* _PROVIDED ENTRIES_
================
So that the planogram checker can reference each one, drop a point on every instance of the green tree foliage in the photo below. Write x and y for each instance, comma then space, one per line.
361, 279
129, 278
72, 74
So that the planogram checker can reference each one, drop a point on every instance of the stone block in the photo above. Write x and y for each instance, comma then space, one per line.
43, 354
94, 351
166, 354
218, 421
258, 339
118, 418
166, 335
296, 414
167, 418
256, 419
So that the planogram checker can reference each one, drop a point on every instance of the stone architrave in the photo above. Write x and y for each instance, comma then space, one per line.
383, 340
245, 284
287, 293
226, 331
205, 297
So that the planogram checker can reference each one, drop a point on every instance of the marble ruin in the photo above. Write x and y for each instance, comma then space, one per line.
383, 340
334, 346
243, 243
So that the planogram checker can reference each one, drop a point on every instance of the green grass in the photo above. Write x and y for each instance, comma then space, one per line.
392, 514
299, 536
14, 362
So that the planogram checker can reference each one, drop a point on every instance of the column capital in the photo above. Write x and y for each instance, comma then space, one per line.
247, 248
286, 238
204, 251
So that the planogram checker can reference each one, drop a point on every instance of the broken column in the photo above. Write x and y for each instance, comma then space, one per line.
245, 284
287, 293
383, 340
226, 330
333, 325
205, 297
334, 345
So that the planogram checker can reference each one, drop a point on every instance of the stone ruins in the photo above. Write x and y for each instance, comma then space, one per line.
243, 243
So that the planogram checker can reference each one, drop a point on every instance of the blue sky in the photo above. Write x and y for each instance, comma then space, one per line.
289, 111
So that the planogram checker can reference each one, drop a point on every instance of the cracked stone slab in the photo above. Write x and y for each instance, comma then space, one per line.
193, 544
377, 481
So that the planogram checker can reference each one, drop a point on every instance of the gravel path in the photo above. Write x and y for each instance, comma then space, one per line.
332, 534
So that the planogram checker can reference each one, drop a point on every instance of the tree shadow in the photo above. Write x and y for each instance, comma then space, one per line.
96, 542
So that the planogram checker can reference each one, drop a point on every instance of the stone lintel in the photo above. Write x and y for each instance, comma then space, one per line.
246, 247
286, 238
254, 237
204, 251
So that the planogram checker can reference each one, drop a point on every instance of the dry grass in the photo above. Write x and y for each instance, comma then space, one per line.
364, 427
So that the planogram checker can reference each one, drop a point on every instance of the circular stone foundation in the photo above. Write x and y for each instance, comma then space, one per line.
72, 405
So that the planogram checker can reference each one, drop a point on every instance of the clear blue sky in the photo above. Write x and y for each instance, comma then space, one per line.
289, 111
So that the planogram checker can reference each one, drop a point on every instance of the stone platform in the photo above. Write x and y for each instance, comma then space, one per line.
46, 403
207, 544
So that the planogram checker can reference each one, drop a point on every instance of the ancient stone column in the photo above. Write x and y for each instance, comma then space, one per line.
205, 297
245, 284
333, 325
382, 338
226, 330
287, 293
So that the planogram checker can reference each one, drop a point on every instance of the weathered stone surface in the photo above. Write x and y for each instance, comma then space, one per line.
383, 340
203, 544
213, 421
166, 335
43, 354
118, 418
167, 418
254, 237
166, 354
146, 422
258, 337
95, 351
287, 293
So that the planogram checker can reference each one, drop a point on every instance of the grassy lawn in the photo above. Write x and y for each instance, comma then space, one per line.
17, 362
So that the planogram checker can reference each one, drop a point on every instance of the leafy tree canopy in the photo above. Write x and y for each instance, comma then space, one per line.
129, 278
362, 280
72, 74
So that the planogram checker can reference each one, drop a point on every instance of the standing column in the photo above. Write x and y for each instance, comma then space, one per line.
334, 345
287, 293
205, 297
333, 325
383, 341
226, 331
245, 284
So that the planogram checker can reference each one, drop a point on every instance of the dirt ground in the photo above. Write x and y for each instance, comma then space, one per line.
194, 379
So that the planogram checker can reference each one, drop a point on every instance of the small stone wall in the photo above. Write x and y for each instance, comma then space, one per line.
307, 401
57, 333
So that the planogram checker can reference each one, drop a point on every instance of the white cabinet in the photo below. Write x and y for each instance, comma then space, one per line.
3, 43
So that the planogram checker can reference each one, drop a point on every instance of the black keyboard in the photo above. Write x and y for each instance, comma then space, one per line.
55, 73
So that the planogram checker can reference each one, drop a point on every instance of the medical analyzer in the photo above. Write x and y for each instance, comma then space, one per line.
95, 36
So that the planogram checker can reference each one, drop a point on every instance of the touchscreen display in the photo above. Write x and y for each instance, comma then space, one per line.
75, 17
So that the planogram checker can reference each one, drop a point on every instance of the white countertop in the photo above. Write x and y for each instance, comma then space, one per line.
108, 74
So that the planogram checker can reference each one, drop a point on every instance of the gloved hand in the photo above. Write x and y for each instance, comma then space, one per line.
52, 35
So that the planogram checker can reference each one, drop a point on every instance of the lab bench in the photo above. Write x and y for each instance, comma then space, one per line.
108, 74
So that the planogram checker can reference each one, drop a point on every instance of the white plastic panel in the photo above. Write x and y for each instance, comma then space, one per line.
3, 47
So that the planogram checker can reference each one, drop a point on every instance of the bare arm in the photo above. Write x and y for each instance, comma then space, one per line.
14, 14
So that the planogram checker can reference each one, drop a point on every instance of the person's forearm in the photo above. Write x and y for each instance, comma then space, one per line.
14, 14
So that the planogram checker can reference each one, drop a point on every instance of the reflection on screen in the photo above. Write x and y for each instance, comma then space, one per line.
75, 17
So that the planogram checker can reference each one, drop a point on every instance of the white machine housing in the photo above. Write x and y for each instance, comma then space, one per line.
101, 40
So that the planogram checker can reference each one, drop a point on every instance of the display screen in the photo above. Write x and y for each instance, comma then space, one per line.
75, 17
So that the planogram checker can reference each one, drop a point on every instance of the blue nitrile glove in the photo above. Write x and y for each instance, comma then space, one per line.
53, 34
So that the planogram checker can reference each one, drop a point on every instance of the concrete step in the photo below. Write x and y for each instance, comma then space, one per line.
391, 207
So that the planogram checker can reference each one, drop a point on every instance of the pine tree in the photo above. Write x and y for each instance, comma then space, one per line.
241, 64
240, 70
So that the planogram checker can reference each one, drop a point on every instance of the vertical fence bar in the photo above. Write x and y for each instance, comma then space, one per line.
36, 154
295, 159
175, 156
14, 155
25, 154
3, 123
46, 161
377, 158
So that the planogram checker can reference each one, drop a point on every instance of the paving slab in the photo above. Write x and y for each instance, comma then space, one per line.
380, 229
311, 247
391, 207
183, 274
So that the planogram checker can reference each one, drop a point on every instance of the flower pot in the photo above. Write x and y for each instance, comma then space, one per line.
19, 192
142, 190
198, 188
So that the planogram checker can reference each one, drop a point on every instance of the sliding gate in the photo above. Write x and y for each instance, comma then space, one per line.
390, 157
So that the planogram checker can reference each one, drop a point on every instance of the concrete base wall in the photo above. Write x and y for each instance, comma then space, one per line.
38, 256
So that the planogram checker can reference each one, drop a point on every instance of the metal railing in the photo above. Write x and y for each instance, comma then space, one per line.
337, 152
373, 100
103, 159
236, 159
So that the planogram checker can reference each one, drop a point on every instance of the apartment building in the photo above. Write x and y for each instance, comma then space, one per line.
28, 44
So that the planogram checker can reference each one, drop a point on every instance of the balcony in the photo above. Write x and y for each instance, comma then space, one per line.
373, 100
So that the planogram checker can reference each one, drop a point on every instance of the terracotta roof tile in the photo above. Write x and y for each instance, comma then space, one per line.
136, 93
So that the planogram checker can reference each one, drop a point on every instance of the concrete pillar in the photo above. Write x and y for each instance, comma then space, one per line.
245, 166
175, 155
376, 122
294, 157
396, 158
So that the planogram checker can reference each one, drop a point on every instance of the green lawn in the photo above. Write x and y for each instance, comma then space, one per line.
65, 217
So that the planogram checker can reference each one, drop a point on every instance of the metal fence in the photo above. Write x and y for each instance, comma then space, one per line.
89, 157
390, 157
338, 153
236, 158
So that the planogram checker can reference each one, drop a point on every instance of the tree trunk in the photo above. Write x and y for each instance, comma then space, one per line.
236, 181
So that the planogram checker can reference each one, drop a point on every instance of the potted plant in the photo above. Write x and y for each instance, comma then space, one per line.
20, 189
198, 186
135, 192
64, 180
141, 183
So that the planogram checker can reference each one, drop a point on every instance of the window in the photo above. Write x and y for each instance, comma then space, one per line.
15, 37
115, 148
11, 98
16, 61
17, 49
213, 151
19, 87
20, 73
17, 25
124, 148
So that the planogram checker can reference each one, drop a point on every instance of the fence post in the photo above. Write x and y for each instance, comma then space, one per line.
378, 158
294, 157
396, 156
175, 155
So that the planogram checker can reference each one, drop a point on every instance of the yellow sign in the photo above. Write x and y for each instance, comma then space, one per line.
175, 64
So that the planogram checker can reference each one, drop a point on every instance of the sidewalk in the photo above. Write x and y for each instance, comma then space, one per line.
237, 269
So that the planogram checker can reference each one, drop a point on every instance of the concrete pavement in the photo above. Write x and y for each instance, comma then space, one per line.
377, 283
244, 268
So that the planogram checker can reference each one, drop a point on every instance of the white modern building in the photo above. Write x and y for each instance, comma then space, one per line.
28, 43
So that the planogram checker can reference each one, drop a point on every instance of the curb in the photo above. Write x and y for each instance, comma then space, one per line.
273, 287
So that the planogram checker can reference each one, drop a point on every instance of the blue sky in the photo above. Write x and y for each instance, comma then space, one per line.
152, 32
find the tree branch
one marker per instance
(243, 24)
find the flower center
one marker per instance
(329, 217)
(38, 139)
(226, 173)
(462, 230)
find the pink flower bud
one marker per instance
================
* _REQUIRED WORK_
Count each line of the material above that holds the word "find", and state the total with no other text.

* _TASK OUTPUT_
3